[MATERIAL FOR THIS EXERCISE Boundary: Start]
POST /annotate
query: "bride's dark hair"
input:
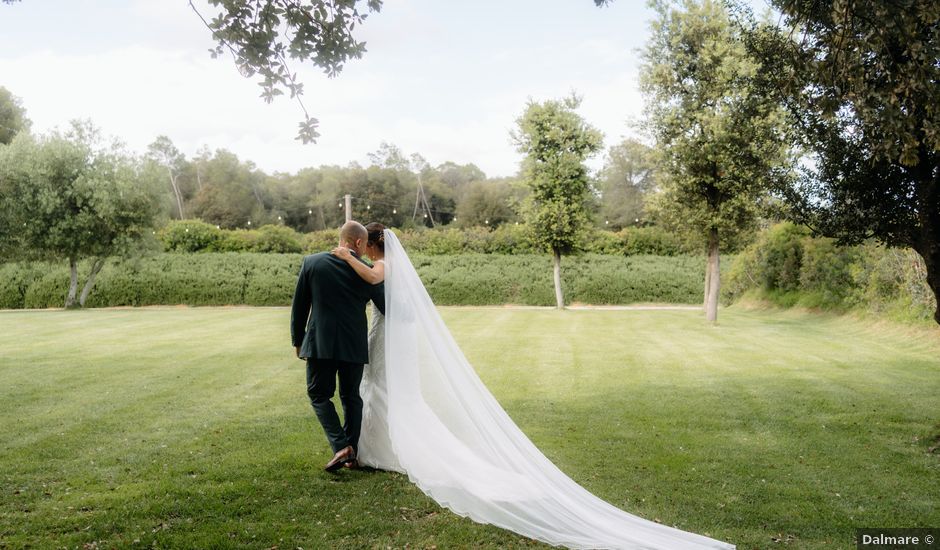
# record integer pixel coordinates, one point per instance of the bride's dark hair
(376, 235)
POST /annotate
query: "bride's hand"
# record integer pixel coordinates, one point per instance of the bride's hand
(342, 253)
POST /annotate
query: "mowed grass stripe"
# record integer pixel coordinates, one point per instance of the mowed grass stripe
[MATERIAL FOR THIS EXERCISE Boundary: End]
Could you repeat the entries word for word, skipping the pictures they contain?

POST /annotate
query: "bride's dark hair"
input:
# record integer pixel coordinates, one point per instance of the bride's dark hair
(376, 235)
POST /annotate
query: "bride's hand"
# record integer pixel coordinates, one point per instance of the bride's hand
(342, 253)
POST /annotate
query: "mowed grass stripe"
# record integer pixel coordinates, one point per instance of the mowed grass stripe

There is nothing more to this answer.